Les propos tenus concernant les 128 enfants qui auraient été « perdus » dans le cadre du démantèlement de la zone sud n’ont jamais été corroborés par quoi que ce soit de tangible. Chaque fois que nous avons travaillé sur la question du démantèlement, nous l’avons fait sur la base des principes que je viens d’évoquer.

J’ai été interrogé sur les centres de rétention. Les enfants isolés ne sont jamais placés en centre de rétention, nous ne le voulons pas, et des instructions très claires ont été données en ce sens. Seuls y sont placés les enfants accompagnant leurs parents, surtout pour des placements la veille du départ concernant des familles manifestant un risque de fuite alors qu’ils relèvent d’une OQTF. Les quelque 60 cas que vous mentionnez répondaient tous à ces critères très restrictifs, et je tiens à ce que nous n’en sortions pas.

Quant à l’arrêt Popov, il n’interdit pas la présence d’enfants en rétention administrative, mais exige que cet accueil se fasse dans des conditions adaptées. C’est le cas, nous y veillons particulièrement.

Monsieur Giraud, nous avons été très en pointe pour faire monter en puissance les moyens de Frontex ; 350 millions d’euros et 1 700 personnes – garde-côtes et garde-frontières – y sont alloués ; pour exercer un contrôle aux frontières extérieures de l’Union européenne qui n’existait pas jusqu’à présent. Il va s’effectuer dans le cadre d’une réforme du code Schengen que la France a obtenue.

# EXERCICES À RÉALISER:
a. D'après l'intervention sur l'immigration, quels moyens sont alloués à Frontex ?
b. Prolongez l'intervention sur l'immigration à la suite de sa dernière phrase.

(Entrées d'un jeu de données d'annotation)
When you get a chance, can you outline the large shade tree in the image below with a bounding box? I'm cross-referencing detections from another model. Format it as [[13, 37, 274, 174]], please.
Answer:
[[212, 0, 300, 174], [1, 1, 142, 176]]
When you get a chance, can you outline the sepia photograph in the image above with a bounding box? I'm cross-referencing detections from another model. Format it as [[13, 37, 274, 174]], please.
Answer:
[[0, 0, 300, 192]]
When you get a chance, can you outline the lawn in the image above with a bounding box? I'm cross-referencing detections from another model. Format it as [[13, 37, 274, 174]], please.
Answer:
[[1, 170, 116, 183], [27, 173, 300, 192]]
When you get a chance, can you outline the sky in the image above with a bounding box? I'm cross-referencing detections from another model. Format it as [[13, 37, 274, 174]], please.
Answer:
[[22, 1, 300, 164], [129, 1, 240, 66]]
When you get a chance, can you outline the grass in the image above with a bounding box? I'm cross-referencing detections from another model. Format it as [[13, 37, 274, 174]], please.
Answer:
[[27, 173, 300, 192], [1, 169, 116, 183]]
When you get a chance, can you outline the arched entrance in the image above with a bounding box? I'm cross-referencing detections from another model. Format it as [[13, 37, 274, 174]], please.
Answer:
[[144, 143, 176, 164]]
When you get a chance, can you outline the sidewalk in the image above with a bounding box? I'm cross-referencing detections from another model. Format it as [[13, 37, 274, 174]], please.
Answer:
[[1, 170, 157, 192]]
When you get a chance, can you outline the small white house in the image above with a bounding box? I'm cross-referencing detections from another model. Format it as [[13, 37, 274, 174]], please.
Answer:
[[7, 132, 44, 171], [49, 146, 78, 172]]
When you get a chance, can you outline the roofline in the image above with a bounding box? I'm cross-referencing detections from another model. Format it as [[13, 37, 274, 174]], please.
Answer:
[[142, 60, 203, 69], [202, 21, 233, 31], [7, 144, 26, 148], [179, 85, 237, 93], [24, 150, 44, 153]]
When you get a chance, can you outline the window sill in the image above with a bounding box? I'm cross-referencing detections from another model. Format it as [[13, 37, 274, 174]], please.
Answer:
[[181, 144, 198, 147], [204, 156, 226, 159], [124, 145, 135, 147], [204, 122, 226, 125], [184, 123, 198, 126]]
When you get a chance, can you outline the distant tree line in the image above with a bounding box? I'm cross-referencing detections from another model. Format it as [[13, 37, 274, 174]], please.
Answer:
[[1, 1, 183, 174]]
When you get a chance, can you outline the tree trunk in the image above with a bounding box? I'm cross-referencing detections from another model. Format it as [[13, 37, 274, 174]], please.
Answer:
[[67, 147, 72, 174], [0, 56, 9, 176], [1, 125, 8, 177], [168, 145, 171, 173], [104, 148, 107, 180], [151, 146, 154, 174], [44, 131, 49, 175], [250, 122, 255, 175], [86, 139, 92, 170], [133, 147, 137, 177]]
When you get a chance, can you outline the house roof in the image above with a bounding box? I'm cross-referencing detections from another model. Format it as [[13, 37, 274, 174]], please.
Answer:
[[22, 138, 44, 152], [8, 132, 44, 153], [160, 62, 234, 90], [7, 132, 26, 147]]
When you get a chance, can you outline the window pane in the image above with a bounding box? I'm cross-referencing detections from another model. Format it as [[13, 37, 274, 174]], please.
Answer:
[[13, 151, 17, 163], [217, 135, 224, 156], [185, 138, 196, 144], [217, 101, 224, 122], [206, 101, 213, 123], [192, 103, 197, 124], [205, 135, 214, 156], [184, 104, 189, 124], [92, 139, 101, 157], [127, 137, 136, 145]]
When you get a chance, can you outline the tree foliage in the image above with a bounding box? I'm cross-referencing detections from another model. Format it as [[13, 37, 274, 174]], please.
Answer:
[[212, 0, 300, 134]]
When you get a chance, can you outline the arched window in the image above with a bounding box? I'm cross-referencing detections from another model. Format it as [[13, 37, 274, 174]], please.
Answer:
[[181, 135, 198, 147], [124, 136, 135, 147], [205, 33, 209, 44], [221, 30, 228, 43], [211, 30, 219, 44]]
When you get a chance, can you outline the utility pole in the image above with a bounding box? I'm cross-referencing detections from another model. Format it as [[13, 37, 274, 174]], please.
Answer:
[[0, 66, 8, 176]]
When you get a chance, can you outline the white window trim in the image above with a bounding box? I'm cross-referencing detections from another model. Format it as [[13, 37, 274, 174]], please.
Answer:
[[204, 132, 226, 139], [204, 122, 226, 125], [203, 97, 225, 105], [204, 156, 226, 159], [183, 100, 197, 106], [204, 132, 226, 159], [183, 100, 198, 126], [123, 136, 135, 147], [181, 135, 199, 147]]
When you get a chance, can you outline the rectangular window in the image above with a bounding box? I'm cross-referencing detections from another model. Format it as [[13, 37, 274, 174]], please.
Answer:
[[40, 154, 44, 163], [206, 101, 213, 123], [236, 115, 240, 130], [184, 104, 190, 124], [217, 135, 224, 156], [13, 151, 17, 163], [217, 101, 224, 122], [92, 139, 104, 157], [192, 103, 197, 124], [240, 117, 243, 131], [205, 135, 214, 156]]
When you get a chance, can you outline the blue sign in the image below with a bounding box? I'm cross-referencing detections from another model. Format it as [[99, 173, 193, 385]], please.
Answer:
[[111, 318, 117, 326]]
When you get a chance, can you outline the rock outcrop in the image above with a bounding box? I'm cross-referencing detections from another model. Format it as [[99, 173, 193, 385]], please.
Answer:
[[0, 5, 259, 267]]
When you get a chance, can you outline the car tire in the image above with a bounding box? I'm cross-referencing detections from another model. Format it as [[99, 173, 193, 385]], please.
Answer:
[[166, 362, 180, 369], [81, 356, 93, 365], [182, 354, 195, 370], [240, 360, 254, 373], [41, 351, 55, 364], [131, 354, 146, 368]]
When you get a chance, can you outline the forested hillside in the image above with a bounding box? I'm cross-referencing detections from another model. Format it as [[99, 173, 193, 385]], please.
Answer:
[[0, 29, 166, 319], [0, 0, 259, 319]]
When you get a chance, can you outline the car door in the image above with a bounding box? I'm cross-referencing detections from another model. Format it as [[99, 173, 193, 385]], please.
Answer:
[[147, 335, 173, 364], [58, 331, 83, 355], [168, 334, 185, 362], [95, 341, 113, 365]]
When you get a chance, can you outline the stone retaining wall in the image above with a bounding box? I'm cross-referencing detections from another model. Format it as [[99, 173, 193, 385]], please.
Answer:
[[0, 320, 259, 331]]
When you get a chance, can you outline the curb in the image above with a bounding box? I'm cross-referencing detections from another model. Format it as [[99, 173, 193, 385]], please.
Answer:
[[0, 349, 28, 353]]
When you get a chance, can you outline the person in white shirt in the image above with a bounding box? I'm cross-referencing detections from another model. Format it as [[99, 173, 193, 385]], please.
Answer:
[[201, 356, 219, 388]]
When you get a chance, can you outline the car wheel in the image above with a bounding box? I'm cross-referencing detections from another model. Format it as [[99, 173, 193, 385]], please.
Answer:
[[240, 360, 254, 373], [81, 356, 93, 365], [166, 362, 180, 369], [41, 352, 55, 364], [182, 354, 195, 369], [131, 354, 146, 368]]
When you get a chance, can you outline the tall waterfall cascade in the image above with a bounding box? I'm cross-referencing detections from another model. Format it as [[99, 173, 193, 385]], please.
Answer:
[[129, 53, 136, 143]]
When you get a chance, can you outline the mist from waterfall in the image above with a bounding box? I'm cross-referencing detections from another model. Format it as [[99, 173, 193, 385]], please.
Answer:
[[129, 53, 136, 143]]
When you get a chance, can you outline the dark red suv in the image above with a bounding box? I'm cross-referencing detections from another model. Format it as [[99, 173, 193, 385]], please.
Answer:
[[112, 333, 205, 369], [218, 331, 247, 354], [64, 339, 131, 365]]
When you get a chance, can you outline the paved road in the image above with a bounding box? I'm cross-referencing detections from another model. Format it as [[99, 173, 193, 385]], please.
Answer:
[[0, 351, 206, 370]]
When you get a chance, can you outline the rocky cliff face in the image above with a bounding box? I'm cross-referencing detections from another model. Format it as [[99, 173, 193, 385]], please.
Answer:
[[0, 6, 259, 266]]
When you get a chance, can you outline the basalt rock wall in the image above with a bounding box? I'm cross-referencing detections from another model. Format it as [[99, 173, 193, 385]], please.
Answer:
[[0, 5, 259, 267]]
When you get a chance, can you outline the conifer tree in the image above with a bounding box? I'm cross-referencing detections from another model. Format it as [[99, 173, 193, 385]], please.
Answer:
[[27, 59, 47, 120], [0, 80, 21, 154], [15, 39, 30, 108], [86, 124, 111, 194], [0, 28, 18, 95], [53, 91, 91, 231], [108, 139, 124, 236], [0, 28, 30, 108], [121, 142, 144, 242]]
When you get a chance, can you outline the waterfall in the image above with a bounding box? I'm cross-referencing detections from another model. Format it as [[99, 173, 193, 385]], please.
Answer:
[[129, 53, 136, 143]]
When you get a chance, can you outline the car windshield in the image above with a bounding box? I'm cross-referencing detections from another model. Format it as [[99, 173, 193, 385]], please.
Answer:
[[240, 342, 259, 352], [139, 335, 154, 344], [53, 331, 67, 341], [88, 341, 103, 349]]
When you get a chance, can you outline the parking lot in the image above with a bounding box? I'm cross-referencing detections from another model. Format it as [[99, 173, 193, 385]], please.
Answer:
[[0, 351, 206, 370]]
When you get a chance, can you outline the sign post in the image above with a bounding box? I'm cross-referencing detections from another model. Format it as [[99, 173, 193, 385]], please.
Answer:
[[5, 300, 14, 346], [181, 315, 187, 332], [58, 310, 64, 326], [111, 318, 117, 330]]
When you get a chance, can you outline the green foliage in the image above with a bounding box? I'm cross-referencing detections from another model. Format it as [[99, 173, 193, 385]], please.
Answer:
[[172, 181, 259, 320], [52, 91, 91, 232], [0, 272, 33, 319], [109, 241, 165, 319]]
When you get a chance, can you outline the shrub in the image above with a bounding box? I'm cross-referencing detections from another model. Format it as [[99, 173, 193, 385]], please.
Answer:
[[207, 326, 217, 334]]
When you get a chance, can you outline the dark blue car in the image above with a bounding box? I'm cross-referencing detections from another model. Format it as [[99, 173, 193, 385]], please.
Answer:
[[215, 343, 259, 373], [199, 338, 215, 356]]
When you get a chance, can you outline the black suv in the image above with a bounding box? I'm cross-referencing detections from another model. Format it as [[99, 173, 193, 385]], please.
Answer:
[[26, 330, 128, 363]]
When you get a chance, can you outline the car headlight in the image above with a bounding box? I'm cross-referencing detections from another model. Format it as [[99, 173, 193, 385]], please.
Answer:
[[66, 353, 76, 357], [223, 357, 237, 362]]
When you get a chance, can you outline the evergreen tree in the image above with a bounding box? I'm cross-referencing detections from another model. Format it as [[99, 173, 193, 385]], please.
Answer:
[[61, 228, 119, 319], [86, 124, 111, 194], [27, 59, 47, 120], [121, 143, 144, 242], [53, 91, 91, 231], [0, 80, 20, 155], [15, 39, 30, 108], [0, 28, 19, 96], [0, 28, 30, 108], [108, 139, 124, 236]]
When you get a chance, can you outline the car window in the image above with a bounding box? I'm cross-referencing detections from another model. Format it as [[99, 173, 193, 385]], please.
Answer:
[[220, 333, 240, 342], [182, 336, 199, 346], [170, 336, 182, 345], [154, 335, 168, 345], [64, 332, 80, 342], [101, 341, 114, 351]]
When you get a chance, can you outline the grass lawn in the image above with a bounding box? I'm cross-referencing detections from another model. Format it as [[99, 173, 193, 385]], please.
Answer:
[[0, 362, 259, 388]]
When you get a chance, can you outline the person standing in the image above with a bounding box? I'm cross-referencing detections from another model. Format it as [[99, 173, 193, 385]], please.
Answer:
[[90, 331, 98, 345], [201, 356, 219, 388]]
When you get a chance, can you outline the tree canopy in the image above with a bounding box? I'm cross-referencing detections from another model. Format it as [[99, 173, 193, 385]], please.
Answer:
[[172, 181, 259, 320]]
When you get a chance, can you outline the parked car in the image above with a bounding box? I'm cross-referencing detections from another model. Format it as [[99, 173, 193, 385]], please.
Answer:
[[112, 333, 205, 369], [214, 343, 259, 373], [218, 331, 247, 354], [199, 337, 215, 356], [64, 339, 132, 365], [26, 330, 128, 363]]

# CORRIGÉ DES EXERCICES:
a. 350 millions d'euros et 1 700 personnes, garde-côtes et garde-frontières.

b.
Il est souvent demandé de réformer le code Schengen, mais c’est déjà chose faite, puisque l’article 7-2 a été modifié afin de permettre des contrôles au moment de l’entrée sur le territoire de l’Union européenne, y compris de nos propres ressortissants. Frontex n’existait pas il y a quelques années, et les corps des garde-côtes et des garde-frontières n’étaient pas encore montés en puissance, puisque c’est nous qui en avons fait la demande, avec les Allemands. Nous fournissons 10 % des effectifs de Frontex, ce qui est considérable. Le contrôle aux frontières de l’Union européenne, dont on réclame absolument la mise en œuvre, est désormais doté d’un outil, et nous avons demandé, mon collègue Thomas de Maizière et moi, que soient réalisés des exercices grandeur nature pour réussir ces opérations de contrôle.

Monsieur Richard, vous avez réalisé un travail remarquable sur la loi relative à l’asile, dans un cadre qui dépassait les clivages politiques traditionnels. J’ai déjà répondu à bon nombre de vos questions.

S’agissant des problèmes de détection de la vulnérabilité des demandeurs d’asile par l’OFII, nous y sommes sensibles, et notre volonté d’augmenter les moyens de l’OFII répond à cette préoccupation. Je suis tout à fait désireux, si vous en êtes d’accord, pour qu’il y ait une rencontre entre vous, mon cabinet et le directeur de l’OFII sur ce point. Ainsi, au moment du débat en séance, nous pourrons consolider la réponse budgétaire.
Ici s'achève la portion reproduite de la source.